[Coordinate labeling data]
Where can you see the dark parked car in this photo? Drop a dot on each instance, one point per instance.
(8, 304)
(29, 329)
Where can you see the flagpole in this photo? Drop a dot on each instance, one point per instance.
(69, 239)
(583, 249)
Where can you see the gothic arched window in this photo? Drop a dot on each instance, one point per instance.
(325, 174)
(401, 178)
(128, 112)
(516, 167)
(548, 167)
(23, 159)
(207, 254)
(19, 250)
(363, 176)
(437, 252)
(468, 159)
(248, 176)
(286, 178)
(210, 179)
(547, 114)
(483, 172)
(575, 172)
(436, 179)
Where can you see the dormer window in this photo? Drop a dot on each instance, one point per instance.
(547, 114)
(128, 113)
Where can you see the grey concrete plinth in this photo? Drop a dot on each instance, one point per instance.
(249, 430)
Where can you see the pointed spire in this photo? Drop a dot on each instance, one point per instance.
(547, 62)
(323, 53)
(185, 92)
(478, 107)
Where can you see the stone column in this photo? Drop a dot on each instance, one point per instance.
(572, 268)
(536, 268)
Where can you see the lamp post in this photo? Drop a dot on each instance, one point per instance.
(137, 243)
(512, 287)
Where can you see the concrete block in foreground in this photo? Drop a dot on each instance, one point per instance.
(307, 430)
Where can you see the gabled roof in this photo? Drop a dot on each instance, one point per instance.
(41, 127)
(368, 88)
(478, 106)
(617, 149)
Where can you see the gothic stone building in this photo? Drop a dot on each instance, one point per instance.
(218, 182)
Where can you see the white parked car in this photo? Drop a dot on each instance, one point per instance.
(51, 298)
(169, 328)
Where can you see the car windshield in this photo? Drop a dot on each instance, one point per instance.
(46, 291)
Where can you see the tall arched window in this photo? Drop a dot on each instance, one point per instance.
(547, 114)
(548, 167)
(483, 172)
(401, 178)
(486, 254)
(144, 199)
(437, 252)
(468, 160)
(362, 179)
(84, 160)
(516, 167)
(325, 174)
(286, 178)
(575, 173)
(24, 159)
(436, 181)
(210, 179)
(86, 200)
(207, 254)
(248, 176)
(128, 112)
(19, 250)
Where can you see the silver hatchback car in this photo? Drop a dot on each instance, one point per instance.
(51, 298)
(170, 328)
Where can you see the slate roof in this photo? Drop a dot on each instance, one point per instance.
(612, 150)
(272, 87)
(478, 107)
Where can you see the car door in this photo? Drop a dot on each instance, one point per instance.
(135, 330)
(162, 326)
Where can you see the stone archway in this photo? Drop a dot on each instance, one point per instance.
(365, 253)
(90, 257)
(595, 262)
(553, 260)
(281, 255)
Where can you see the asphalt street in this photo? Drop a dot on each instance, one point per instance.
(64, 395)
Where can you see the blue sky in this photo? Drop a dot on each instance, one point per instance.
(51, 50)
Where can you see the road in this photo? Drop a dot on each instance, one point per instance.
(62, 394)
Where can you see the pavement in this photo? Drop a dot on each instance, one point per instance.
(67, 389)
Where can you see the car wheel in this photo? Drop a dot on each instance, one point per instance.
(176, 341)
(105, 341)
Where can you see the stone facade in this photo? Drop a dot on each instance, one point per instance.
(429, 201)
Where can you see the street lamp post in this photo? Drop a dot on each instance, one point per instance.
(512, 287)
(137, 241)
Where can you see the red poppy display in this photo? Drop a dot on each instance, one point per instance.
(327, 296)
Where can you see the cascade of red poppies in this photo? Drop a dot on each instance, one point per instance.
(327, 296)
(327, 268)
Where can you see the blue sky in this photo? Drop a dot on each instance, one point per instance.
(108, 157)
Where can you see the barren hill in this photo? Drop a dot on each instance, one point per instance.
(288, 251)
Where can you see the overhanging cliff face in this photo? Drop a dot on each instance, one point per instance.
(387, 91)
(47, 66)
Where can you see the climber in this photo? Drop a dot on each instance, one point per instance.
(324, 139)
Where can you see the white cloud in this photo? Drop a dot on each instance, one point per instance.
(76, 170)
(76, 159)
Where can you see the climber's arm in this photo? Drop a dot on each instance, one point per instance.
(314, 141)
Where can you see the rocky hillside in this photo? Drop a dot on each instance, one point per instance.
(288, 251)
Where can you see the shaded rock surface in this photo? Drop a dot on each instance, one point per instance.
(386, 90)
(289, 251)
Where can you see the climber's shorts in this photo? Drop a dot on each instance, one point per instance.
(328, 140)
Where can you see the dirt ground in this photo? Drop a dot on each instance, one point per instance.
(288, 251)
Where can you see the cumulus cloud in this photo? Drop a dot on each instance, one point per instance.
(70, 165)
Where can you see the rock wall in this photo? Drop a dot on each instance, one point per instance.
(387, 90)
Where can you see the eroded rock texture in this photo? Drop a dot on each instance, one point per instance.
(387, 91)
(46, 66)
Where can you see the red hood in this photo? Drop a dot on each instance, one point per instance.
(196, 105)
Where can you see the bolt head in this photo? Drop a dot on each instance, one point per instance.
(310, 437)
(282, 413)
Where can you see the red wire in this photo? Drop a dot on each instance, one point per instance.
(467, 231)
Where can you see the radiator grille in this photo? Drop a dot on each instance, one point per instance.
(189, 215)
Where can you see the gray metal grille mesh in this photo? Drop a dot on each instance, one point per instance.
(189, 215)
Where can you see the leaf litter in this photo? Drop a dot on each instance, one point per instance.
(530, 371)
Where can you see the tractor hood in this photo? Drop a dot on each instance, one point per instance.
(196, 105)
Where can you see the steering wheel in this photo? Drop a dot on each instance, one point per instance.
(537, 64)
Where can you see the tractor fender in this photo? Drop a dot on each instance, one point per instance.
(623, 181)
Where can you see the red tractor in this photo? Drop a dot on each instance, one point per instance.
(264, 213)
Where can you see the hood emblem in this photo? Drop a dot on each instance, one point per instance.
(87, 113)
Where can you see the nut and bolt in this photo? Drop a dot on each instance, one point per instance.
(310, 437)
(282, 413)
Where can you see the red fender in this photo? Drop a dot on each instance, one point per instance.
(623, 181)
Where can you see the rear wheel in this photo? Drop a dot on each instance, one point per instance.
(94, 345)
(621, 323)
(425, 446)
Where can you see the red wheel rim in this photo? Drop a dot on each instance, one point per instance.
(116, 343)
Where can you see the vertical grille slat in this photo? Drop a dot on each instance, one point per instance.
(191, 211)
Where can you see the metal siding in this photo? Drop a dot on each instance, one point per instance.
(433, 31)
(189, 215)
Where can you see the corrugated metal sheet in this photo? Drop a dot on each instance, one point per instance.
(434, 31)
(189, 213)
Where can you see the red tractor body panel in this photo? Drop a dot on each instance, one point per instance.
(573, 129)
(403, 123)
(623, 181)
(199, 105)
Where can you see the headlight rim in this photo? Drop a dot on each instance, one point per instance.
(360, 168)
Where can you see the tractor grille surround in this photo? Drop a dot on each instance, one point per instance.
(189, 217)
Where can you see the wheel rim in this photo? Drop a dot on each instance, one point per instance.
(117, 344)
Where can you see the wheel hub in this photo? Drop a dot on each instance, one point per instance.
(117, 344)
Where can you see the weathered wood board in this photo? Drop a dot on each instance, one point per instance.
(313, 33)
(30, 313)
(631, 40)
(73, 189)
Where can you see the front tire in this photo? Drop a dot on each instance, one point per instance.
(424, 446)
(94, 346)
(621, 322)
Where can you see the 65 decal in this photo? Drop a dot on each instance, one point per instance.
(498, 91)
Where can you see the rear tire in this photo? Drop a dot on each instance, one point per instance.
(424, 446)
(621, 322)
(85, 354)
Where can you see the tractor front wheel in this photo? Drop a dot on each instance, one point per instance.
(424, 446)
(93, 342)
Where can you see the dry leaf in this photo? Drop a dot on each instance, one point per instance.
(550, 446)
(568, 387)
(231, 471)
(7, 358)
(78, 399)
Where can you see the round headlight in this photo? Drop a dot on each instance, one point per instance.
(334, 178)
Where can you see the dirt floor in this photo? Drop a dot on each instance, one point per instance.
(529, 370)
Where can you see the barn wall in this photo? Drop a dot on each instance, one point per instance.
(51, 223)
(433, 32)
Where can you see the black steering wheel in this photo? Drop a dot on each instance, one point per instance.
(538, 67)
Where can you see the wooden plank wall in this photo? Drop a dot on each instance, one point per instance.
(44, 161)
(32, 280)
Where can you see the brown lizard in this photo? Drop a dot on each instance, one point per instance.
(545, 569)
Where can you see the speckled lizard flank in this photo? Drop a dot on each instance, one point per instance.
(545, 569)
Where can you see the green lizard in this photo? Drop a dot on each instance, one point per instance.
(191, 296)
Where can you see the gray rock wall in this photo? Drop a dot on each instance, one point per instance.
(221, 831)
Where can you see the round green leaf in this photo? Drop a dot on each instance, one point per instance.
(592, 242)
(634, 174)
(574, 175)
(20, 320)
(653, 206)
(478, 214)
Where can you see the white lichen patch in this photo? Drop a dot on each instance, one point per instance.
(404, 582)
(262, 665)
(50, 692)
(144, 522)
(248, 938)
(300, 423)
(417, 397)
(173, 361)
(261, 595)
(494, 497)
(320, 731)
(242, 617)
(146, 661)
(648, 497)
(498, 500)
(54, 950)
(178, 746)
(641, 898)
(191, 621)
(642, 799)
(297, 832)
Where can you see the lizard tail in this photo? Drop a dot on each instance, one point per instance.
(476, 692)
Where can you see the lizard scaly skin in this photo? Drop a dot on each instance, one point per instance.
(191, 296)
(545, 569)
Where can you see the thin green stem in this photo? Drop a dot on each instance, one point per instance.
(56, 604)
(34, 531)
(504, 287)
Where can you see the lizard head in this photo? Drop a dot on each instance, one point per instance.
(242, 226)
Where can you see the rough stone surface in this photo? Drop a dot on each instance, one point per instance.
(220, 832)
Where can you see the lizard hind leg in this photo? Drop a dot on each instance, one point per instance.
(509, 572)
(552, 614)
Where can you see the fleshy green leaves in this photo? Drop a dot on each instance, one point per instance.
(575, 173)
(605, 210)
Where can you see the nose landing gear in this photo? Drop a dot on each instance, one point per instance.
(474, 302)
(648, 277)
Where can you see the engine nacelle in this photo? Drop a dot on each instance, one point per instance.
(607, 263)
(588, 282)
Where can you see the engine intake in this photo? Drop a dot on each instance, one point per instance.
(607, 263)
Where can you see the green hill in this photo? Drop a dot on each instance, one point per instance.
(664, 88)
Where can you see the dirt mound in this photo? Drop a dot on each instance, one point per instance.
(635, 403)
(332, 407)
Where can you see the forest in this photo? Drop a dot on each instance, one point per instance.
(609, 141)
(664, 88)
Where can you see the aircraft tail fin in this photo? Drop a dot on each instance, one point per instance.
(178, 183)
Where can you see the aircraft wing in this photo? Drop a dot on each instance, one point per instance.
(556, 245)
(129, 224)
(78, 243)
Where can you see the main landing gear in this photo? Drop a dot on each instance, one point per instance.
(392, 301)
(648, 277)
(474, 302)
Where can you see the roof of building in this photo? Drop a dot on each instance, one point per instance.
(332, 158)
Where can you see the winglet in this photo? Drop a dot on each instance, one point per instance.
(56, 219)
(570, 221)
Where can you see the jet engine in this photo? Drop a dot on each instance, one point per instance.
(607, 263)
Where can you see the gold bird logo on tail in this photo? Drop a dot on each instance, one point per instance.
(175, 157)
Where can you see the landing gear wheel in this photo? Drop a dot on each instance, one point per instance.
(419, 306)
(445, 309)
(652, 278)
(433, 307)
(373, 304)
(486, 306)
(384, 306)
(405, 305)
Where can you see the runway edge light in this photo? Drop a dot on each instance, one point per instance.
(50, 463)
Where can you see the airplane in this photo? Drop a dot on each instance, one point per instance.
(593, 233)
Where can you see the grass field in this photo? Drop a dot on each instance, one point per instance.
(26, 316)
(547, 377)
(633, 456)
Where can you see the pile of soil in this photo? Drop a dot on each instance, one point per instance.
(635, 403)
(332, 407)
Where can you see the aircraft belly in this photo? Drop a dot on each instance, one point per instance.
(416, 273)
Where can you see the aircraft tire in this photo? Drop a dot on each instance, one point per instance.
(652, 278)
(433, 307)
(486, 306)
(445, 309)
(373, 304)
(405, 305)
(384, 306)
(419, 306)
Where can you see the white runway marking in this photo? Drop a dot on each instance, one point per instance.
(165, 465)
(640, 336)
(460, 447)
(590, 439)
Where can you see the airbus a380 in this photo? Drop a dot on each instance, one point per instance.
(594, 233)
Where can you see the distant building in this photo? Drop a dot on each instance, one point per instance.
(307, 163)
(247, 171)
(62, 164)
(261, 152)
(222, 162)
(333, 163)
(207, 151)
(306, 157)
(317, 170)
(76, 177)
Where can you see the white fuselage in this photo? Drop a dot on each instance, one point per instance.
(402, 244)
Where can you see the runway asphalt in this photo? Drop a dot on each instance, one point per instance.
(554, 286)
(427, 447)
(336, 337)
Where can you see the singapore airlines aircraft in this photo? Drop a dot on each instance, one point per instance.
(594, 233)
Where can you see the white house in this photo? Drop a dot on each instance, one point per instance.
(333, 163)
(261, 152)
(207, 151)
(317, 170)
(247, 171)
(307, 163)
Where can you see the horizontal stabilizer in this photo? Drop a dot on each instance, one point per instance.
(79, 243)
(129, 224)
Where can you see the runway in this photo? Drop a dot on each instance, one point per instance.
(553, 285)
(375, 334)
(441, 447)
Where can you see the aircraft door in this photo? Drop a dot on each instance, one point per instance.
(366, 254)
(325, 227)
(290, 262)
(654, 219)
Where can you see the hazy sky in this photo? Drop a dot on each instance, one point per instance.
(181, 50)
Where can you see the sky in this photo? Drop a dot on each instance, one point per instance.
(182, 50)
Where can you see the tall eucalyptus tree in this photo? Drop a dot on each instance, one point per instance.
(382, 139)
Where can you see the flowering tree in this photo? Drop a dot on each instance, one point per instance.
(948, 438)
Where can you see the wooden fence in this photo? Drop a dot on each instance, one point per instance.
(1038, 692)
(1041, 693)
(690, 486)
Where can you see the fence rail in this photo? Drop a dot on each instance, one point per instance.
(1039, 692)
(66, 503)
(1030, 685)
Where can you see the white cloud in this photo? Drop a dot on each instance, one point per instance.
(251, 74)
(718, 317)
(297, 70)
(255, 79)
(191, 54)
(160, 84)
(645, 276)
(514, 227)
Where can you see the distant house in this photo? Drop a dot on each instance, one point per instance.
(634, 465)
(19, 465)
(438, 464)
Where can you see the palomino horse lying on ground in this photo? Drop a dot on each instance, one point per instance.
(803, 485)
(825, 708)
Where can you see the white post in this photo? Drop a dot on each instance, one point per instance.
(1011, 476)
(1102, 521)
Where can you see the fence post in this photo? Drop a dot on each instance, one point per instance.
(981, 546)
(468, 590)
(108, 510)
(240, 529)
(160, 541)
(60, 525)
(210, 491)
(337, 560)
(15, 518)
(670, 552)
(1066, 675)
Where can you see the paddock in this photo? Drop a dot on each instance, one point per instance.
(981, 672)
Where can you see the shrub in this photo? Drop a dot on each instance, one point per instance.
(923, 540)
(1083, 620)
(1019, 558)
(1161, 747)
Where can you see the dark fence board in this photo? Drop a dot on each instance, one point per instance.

:: Objective ::
Extract, unchanged, the closing run of lines that opens with the line containing "Where can you see the fence post" and ends with the last line.

:: Output of the task ::
Where can you see the fence post in this photo? Drop a dot on each instance, one point per instance.
(981, 546)
(468, 590)
(108, 510)
(240, 529)
(160, 541)
(60, 525)
(210, 491)
(337, 560)
(15, 518)
(670, 552)
(1066, 675)
Where can you see the paddock in this photo? Drop a dot on each instance, one point per instance.
(981, 672)
Where can you see the shrub in this photo? Drop a dot on each instance, one point per instance.
(923, 540)
(1083, 620)
(1019, 558)
(1161, 747)
Where can you see the dark fence board in this photo? Drop a dot on each instance, one point per instance.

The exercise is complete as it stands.